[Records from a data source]
■ ■ ■ ■
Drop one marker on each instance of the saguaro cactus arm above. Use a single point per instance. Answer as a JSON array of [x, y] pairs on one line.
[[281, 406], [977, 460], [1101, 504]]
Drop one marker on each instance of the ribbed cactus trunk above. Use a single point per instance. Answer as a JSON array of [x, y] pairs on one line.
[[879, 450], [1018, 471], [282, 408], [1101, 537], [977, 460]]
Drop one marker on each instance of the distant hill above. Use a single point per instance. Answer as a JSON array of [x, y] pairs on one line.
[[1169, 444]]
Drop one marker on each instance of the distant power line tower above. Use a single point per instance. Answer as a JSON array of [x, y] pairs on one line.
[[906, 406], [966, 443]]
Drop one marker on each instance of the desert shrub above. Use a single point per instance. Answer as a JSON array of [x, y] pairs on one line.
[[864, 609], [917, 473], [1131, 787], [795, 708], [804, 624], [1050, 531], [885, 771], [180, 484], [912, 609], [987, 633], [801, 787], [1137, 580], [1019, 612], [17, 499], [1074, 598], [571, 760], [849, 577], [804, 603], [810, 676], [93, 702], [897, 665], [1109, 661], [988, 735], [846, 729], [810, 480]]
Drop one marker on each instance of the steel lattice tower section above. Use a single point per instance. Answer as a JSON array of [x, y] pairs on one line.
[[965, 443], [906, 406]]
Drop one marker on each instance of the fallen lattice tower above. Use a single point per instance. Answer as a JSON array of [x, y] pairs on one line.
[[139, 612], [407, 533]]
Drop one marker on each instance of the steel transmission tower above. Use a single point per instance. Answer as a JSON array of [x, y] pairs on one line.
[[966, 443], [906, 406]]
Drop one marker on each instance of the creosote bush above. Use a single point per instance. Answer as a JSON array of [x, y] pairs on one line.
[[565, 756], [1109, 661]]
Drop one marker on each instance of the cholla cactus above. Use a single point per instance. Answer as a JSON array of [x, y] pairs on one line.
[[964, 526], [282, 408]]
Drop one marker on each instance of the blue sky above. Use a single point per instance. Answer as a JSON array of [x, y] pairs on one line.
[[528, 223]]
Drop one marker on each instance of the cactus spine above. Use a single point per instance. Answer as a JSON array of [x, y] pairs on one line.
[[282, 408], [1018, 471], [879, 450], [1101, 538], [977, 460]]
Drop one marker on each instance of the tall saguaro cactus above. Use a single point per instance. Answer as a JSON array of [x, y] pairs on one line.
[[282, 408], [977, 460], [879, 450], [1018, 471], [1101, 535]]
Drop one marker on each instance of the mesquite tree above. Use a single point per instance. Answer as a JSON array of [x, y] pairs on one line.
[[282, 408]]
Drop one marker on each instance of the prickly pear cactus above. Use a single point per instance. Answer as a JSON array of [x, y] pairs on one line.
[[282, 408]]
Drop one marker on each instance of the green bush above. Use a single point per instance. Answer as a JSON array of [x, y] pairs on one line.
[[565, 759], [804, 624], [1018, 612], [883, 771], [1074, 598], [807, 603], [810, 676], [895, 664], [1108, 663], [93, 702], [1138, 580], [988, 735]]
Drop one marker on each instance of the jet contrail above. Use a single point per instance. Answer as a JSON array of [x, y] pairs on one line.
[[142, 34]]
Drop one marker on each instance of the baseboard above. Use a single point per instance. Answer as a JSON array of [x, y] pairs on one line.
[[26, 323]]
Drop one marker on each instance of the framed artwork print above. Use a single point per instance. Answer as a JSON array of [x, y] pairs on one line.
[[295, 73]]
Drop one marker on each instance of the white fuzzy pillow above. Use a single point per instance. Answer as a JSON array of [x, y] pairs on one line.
■ ■ ■ ■
GIVEN TASK: Write the entries again, exactly as they stand.

REPLY TO THE EXERCISE:
Drop one marker on each instance of the saguaro cactus arm above. Use a single point per instance. Answer as a JSON array of [x, y] pairs on one line.
[[281, 406], [977, 460], [1101, 504]]
Drop one marker on each instance of the ribbed cactus trunk above. Use a single point per instance. Answer as a JSON array of [x, y] pairs on one line.
[[879, 450], [1018, 471], [282, 408], [1101, 537], [977, 460]]
Drop one marker on each instance of the distant hill above. Use a single point per instance. Answer as a JSON array of [x, y] pairs on one line.
[[1169, 444]]
Drop one marker on each instance of the distant power line tower above. Use a single point per instance. Answer as a JSON array of [x, y] pairs on one line.
[[906, 406], [966, 443]]
Drop one marker on each instance of the desert shrub above. Use a single point per instance. Answer as a JSON array of [x, y] pairs on one line.
[[864, 609], [917, 473], [1131, 787], [795, 708], [804, 624], [1050, 531], [885, 771], [180, 484], [912, 609], [987, 633], [801, 787], [1137, 580], [1019, 612], [17, 499], [1074, 598], [571, 760], [849, 577], [804, 603], [810, 676], [93, 702], [897, 665], [1109, 661], [988, 735], [846, 729], [810, 480]]
Drop one marker on each instance of the steel lattice tower section above. Use a single point per instance. Answer as a JSON array of [x, y] pairs on one line.
[[965, 443], [906, 406]]
Drop one marker on each instance of the fallen lattice tower above. Use a single point per instance. Answer as a JSON array of [x, y] pairs on one line.
[[139, 612], [407, 533]]
Drop one marker on each instance of the steel transmission tower above. Use a single point per instance. Answer as a JSON array of [x, y] pairs on one line.
[[966, 443], [906, 406]]
Drop one marker on each instance of the creosote bush above. Use a single point per instance. Answer as a JSON array of [x, y] pairs on one line.
[[565, 756], [1109, 661]]
Drop one marker on each instance of the cholla cactus above. Use a single point per instance. Answer as a JSON array of [x, y] pairs on one line.
[[964, 526], [282, 408]]
Drop one marker on each instance of the blue sky above. Use a single point per instance. Answer as a JSON array of [x, y] pairs on one line.
[[528, 223]]
Drop one marker on each instance of the cactus spine above. Use a single point per instance. Answer as a JSON array of [x, y] pairs on one line.
[[282, 408], [1018, 471], [879, 450], [1101, 538], [977, 460]]
Drop one marker on each instance of the tall saguaro cactus above. Use a single point per instance. Answer as a JSON array of [x, y] pairs on one line.
[[282, 408], [977, 460], [879, 450], [1018, 471], [1101, 535]]
Drop one marker on each instance of the mesquite tree above. Use a single point per instance. Answer as a JSON array of [x, y] pairs on one line.
[[282, 408]]
Drop one marker on each instance of the prickly pear cactus above. Use a single point per instance. Answer as a JSON array of [x, y] pairs on one line.
[[282, 408]]
Drop one marker on each instance of the green bush above. Use a single point per instance. Answer as a JSON array of [x, y] pairs on one line.
[[565, 759], [804, 624], [1018, 612], [883, 771], [1074, 598], [807, 603], [810, 676], [895, 664], [1108, 663], [93, 702], [1138, 580], [988, 735]]
Drop one marker on each instance of the jet contrail above. Use a single point per instance. Answer as a JSON array of [x, y] pairs on one line.
[[142, 34]]
Drop one marker on each instance of the baseboard above. Use a single point per instance. Answer as a JSON array of [x, y] pairs on one line.
[[26, 323]]
Drop one marker on each instance of the framed artwork print above. Use a single point per instance. Answer as a JSON array of [x, y] pairs on one line.
[[295, 73]]
Drop one marker on each instance of the white fuzzy pillow above. Use a single point per instance. Answer as a JSON array of [x, y] pairs on one line.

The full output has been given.